What the task asks ▸ Search the listing below for the line containing "For each instance of the paving". From there through the line containing "For each instance of the wolf's front", transcribe every line exactly, both ends included.

Extracted material ▸
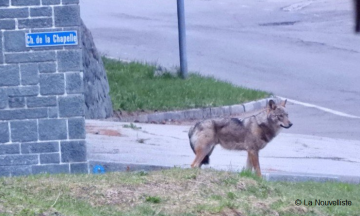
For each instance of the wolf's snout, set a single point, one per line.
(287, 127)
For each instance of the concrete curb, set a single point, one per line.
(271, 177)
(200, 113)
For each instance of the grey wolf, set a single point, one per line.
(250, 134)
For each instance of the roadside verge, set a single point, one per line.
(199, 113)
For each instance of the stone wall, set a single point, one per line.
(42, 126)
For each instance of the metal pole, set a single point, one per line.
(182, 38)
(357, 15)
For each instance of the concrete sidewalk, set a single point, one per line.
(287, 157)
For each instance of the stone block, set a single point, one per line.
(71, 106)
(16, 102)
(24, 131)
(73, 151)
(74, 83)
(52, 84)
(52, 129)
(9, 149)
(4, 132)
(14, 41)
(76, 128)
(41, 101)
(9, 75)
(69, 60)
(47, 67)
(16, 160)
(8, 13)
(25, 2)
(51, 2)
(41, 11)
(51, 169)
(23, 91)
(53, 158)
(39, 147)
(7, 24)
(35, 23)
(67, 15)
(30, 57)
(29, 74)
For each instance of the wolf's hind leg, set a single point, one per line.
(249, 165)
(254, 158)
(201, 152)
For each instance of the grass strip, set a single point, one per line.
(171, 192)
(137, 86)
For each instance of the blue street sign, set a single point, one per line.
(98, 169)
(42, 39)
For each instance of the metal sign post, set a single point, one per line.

--

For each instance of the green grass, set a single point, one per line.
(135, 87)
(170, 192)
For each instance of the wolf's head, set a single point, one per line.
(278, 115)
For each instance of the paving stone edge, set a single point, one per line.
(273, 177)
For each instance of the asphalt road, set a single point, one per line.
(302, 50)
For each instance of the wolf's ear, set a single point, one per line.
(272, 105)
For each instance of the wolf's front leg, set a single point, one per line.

...

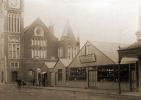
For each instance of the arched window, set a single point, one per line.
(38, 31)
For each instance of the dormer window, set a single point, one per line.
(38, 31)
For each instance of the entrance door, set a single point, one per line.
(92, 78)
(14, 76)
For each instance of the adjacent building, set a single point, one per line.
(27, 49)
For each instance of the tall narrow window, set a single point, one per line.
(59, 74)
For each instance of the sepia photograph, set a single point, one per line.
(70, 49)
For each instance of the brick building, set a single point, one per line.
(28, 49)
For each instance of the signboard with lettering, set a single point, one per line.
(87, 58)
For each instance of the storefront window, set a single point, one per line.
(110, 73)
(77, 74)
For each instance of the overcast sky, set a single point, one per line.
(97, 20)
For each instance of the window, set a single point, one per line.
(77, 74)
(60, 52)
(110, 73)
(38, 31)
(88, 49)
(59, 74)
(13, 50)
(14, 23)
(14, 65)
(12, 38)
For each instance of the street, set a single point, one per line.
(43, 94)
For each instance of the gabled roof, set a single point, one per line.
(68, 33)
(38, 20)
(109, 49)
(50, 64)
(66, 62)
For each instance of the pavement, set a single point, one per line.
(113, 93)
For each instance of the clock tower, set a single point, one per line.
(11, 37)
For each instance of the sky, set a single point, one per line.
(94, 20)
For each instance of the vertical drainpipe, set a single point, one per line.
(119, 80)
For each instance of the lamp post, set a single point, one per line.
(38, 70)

Output of the exercise ▸
For each instance of the paving stone edge, set a single point, one per line.
(273, 177)
For each instance of the asphalt road, set a single point, one per line.
(302, 50)
For each instance of the wolf's ear, set a single point, one per line.
(272, 105)
For each instance of the wolf's front leg, set a single point, one per line.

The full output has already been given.